---------- Trecho selecionado ----------
Crônica: Baixinho
GREGORIO DUVIVIER
Quando era pequeno, não imaginava que
continuaria pequeno o resto da vida. "Come bastante pra crescer e ficar
bem alto", diziam. Comia com a voracidade de quem quer ter um metro e
noventa. Perguntava: "Já estou crescendo?". Ainda não estava.
Era o mais baixo dos meus amigos, mas
estava comendo tanto que um dia ultrapassaria todos. Minha mãe, talvez
percebendo que a única coisa que esse mito estava gerando era obesidade,
confessou: "Gregório, não importa o que aconteça, você nunca vai passar de
um metro e setenta".
Não importa o que aconteça. Eu estava
amaldiçoado. Carregava nas costas o peso do futuro. Chorei por horas, talvez
dias, embora possam ter sido só alguns minutos. Queria ser goleiro da Holanda
ou detetive da Scotland Yard, profissões de gente alta.
"Talvez eu tenha que me contentar
com a ginástica olímpica." E chorei mais um pouquinho.
Quando via um baixinho, batia uma
tristeza profunda de lembrar do futuro. Era como aquelas propagandas que
diziam: não percam, domingo, no Faustão'... Não! O domingo vai chegar! E o
"Faustão" também! A vida é melhor sem saber disso.
Até que cresci – não muito, mas cresci.
Estacionei no 1,69 m, com sensação térmica de 1,70 m – o cabelo despenteado
ajuda a chegar lá e até hoje checo se a maturidade não me rendeu algum
centímetro a mais.
Os amigos desfavorecidos verticalmente
me ajudam a superar. Antônio Prata tem, na ponta da língua, uma lista de
baixinhos ilustres, que vão de Millôr Fernandes a Bono Vox, passando por Woody
Allen, Al Pacino e, claro, Romário, antena da raça baixinha.
Isso conforta. Os baixinhos engrandecem
a causa. A não ser pelo Bono Vox, que envergonha a classe e usa salto embutido.
---------- Dados da tarefa ----------
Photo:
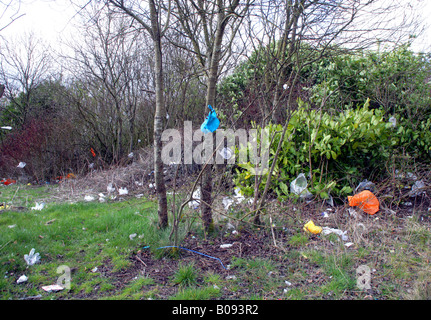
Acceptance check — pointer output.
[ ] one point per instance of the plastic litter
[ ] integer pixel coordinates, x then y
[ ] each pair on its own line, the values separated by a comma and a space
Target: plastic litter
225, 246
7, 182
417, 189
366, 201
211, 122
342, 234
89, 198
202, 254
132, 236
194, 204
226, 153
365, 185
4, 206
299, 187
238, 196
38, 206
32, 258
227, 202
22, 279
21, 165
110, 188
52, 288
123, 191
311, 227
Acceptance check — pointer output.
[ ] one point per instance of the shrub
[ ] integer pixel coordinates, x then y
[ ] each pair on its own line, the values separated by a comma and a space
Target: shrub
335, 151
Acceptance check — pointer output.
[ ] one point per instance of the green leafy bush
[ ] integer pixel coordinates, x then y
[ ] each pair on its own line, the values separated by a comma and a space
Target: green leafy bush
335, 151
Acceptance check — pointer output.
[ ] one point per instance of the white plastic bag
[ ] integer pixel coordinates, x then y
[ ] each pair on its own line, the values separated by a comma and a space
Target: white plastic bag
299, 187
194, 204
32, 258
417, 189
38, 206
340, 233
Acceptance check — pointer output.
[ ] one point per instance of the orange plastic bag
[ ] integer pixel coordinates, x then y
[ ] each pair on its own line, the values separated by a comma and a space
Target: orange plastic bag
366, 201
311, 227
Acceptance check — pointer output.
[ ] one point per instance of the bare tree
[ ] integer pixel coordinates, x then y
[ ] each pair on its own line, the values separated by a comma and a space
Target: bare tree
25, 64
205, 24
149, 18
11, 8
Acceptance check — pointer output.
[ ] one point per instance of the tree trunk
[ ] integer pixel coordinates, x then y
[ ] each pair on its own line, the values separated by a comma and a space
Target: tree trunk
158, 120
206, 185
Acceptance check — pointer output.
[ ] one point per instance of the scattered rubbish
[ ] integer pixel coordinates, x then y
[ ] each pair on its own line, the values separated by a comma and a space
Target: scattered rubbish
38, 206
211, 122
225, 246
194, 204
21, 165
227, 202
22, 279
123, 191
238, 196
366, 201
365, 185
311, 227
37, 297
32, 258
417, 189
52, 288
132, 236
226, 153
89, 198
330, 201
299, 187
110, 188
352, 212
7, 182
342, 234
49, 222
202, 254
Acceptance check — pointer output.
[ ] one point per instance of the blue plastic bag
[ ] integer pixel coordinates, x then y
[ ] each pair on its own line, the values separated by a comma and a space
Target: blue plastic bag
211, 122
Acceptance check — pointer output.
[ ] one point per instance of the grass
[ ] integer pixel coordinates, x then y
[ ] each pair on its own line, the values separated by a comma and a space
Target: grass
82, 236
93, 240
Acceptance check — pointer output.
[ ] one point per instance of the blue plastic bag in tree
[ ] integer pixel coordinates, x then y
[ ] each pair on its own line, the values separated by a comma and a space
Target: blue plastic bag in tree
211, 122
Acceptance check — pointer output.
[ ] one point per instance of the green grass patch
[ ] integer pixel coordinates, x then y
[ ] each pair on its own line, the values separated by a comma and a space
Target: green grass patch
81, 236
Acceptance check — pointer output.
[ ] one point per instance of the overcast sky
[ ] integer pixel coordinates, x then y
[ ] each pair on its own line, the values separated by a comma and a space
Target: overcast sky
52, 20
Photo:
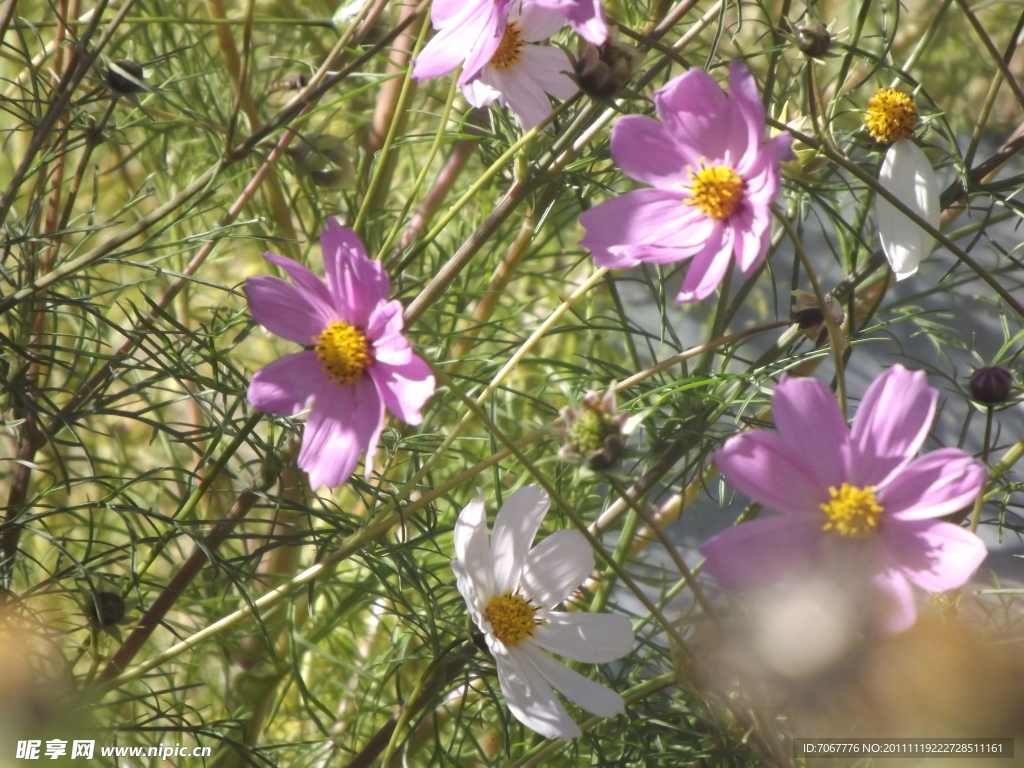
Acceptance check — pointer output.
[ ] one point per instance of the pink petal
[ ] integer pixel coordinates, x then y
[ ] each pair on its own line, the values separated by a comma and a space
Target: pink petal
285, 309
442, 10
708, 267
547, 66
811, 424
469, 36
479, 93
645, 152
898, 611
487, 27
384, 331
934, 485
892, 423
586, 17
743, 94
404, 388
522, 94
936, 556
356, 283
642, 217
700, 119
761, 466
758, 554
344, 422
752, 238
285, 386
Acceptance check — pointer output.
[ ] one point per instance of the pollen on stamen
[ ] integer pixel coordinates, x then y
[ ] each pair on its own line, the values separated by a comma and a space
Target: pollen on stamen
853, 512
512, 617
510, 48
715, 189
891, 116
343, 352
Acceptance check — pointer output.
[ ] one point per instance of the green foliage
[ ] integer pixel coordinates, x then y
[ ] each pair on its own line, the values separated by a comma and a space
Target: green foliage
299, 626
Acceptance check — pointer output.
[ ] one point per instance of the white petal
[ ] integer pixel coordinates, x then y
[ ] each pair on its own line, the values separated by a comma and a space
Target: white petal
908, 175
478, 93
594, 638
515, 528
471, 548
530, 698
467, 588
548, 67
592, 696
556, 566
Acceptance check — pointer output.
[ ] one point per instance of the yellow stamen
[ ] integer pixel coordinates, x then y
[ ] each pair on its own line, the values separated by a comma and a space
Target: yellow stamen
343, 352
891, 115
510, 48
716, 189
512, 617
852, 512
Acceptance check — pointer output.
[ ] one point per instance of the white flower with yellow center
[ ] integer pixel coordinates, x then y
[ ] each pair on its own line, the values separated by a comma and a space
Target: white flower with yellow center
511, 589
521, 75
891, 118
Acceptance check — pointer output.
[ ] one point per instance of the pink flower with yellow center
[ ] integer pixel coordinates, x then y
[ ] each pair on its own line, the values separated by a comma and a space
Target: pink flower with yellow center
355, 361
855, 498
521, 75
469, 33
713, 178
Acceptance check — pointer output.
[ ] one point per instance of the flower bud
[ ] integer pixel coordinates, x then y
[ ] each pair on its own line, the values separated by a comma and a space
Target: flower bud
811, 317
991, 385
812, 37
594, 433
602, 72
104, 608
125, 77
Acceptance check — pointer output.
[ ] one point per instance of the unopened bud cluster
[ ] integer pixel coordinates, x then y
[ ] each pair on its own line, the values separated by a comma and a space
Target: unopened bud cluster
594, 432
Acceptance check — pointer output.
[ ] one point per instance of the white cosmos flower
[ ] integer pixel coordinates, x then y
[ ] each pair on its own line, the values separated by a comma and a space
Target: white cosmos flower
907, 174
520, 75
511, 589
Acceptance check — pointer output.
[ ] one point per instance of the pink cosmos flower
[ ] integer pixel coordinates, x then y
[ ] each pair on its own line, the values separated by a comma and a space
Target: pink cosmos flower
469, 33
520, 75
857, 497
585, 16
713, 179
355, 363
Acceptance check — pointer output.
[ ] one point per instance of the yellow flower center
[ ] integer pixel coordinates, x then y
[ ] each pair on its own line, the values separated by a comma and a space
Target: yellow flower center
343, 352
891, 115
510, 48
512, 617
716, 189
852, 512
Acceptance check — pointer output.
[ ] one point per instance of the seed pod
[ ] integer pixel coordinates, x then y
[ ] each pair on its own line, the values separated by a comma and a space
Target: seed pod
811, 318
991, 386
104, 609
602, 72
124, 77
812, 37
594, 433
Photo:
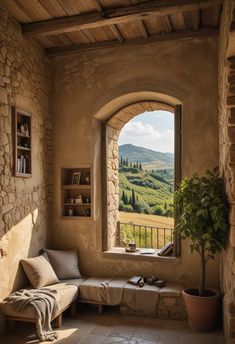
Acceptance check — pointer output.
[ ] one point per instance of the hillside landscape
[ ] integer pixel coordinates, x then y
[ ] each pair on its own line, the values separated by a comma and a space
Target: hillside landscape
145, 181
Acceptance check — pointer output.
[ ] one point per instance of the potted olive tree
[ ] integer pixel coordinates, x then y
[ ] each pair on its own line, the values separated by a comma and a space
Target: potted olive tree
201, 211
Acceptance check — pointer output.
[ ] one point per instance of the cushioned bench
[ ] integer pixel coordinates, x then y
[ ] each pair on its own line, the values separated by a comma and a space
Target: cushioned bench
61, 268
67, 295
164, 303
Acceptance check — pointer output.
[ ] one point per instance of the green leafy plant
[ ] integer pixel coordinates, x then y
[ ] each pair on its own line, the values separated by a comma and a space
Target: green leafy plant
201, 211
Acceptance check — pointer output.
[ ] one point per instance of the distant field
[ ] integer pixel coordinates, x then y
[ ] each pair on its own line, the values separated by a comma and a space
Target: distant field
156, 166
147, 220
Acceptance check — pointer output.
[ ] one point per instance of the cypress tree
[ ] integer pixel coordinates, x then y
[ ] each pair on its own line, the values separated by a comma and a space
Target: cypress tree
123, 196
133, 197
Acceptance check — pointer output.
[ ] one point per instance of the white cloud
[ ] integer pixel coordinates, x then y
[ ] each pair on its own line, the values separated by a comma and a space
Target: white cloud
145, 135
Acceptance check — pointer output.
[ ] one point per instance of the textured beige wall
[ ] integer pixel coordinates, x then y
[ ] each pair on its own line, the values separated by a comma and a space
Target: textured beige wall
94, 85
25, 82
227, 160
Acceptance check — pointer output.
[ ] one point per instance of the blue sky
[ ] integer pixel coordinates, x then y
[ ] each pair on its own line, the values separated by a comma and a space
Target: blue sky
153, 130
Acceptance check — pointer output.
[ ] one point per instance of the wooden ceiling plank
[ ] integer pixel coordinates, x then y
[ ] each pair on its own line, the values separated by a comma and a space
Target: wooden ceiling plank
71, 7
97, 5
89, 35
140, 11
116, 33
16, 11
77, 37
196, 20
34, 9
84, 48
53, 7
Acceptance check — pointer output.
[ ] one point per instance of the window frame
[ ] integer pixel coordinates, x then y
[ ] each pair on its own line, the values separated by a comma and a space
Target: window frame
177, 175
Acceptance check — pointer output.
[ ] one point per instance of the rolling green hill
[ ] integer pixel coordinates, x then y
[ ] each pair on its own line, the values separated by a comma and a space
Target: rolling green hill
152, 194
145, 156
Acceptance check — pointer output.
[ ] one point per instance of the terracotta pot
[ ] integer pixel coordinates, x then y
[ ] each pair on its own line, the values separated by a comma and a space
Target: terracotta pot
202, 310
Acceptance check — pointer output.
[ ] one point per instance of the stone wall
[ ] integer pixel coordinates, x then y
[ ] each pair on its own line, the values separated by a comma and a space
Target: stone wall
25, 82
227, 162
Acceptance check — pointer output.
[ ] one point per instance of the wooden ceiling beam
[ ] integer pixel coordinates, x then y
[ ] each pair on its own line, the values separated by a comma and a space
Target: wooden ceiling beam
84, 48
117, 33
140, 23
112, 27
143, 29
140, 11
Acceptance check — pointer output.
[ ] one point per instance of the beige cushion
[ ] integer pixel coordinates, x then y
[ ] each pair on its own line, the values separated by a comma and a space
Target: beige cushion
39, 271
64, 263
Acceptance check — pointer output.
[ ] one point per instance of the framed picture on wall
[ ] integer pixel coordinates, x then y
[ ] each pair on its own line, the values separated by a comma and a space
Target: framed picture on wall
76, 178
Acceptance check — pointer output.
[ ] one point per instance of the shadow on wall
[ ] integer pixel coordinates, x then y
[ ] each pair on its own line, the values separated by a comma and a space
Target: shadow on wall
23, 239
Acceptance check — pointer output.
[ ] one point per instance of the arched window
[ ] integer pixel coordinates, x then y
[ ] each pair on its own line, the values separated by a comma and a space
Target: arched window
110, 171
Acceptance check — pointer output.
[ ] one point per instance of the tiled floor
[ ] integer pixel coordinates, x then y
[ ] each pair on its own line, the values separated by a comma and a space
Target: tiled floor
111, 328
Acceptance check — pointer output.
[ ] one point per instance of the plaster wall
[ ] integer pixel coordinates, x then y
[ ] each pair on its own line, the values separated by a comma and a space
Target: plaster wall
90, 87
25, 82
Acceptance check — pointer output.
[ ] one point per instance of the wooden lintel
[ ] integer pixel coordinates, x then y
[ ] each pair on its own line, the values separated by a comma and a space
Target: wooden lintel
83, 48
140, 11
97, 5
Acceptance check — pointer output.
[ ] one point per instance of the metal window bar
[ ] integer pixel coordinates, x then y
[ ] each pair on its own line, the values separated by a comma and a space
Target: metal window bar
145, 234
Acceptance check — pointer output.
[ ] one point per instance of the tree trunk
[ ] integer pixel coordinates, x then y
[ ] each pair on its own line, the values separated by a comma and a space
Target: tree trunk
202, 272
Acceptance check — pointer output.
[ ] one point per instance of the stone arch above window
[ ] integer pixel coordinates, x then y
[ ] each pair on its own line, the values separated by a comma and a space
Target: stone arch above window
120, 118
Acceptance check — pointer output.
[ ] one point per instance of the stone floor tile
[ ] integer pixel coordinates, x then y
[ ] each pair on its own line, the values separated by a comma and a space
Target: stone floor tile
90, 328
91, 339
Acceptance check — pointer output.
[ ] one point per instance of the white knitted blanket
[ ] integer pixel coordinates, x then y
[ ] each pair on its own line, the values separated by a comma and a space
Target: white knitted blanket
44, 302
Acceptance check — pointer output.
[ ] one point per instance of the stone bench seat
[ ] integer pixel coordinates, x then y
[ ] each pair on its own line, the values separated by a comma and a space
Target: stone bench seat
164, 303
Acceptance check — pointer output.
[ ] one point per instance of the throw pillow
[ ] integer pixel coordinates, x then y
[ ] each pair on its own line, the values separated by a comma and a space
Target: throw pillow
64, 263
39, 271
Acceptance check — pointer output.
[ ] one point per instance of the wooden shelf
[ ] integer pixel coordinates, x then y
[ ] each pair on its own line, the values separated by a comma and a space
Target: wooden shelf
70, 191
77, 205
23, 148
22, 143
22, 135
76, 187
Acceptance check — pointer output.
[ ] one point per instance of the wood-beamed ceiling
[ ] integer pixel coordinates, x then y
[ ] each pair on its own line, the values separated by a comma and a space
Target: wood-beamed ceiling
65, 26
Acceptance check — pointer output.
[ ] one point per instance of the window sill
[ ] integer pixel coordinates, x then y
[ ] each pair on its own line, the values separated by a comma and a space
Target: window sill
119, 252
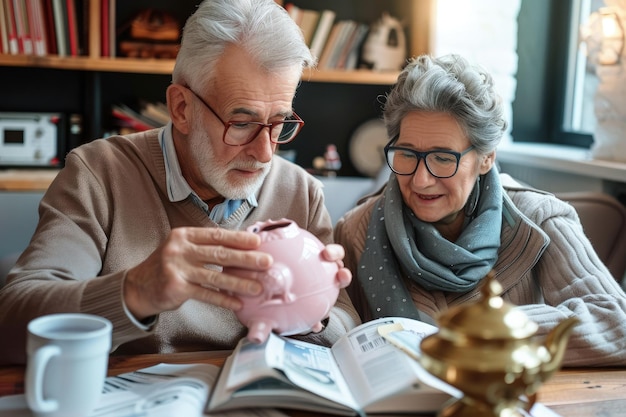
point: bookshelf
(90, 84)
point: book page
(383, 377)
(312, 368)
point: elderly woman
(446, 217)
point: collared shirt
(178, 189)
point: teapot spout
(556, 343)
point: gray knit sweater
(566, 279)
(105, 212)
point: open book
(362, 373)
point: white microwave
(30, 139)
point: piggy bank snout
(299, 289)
----------
--- Instruções de trabalho ---
1. Resuma em duas frases a crônica sobre ser baixinho.
2. Na listagem, renomeie "book" para "volume" nas linhas que começam em "point: book page" e terminam no fim da listagem. Reproduza somente essas linhas, sem outras mudanças.

--- Respostas em ordem ---
1. Na infância, o narrador comia muito na esperança de ficar alto, até que a mãe lhe disse que ele nunca passaria de um metro e setenta, o que o fez chorar. Adulto, ele parou em 1,69 m e se consola com a lista de baixinhos ilustres que o amigo Antônio Prata tem na ponta da língua, com exceção de Bono Vox, que usa salto embutido.

2.
point: volume page
(383, 377)
(312, 368)
point: elderly woman
(446, 217)
point: collared shirt
(178, 189)
point: teapot spout
(556, 343)
point: gray knit sweater
(566, 279)
(105, 212)
point: open volume
(362, 373)
point: white microwave
(30, 139)
point: piggy bank snout
(299, 289)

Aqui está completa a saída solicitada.